Source document:
* * * * * * *
Costs: High upfront setup costs is one of the downsides of automated software testing, and these costs include installing the appropriate toolset and training personnel to use it. Long-term costs also include maintenance and updates.
Low Human Interaction: Low requirements for human involvement and interaction can lead to certain types of errors and bugs being missed.
Coverage Limitations: Automated tools can provide broader coverage, but still, some aspects of testing need to be handled by humans, including user experience and user interface design.
Manual, Automated, or Both?
The benefits, coverage and varying scope of different approaches to software testing suggests that a combination of manual and automated testing is likely to produce the best results and minimize the likelihood of errors and bugs.
As manual and automated approaches have strengths and weaknesses, it’s up to developers to find the balance between the two approaches that will deliver the most comprehensive analysis of their application’s behavior and break points, which will lead to a better-quality product.
* * * * * * *
Data excerpts:
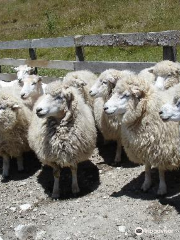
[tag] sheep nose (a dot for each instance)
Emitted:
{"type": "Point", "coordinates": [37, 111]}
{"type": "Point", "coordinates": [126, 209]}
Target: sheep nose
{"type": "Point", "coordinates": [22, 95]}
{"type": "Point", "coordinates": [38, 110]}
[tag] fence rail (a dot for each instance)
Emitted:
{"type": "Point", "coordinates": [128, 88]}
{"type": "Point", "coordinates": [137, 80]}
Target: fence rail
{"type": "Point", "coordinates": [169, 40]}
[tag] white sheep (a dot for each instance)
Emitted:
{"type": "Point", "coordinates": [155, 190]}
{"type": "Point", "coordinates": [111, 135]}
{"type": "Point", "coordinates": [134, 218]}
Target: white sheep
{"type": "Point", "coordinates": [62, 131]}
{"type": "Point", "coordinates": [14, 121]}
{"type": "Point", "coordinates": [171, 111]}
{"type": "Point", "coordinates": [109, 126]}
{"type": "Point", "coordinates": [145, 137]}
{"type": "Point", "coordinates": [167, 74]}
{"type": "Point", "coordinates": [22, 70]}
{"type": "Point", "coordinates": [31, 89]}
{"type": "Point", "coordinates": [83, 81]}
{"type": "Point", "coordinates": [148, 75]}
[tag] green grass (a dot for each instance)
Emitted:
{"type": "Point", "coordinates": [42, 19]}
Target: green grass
* * * * * * *
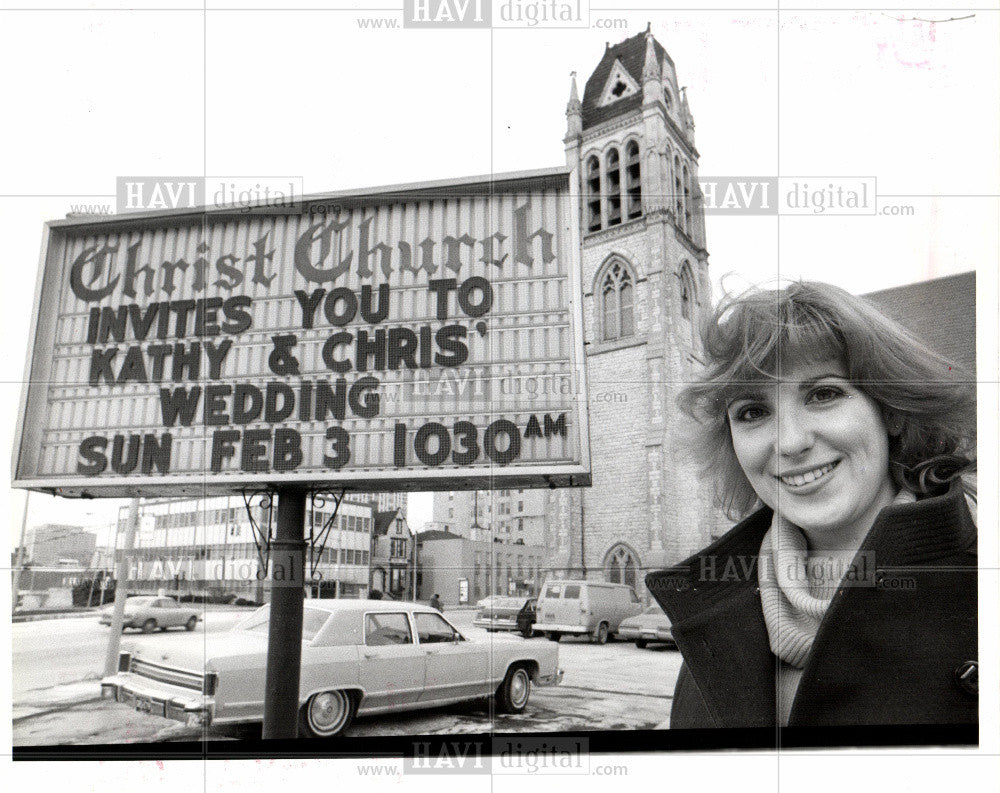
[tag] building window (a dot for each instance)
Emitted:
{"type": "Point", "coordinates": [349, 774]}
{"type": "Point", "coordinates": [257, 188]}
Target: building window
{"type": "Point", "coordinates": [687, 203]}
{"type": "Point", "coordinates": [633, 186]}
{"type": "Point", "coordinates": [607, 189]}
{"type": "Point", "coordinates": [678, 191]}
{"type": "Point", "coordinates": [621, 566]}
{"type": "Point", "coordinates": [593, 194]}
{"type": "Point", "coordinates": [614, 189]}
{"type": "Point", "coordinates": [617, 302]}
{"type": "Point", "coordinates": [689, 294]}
* * * * * * *
Set problem 1:
Quote the software testing text word for word, starting at "Manual, Automated, or" and ending at "a better-quality product.".
Set problem 2:
Continue the text on manual and automated software testing from the point where it stops.

Result 1:
Manual, Automated, or Both?
The benefits, coverage and varying scope of different approaches to software testing suggests that a combination of manual and automated testing is likely to produce the best results and minimize the likelihood of errors and bugs.
As manual and automated approaches have strengths and weaknesses, it’s up to developers to find the balance between the two approaches that will deliver the most comprehensive analysis of their application’s behavior and break points, which will lead to a better-quality product.

Result 2:
Functional And Non-Functional Testing
Functional Testing And Types
Functional testing verifies the performance of an application or software system against the functional specifications and requirements set by a client. Functional testing independently tests the constituent functions of an application by offering input and comparing the output to the set requirements.
Functional testing is normally executed before non-functional testing. Types of functional testing include:
Unit Testing
Integration Testing
User Acceptance Testing
Smoke Testing
Regression Testing
Sanity Testing
White Box Testing
Black Box testing
Let’s look at each of these functional testing types in more detail:
Unit Testing
Unit testing focuses on the individual components or separate parts of a broader system. Developers focus on smallest independent units of code to test them separately before looking at the overall functionality of the application.
Unit testing can reduce software development costs by giving developers the opportunity to catch bugs and errors early in the development cycle, also making corrective action quicker and easier.
The main downside of unit testing is that enterprise applications are inevitably made up of a large number of testable units of code, which means thorough testing can be very time-consuming and expensive to implement.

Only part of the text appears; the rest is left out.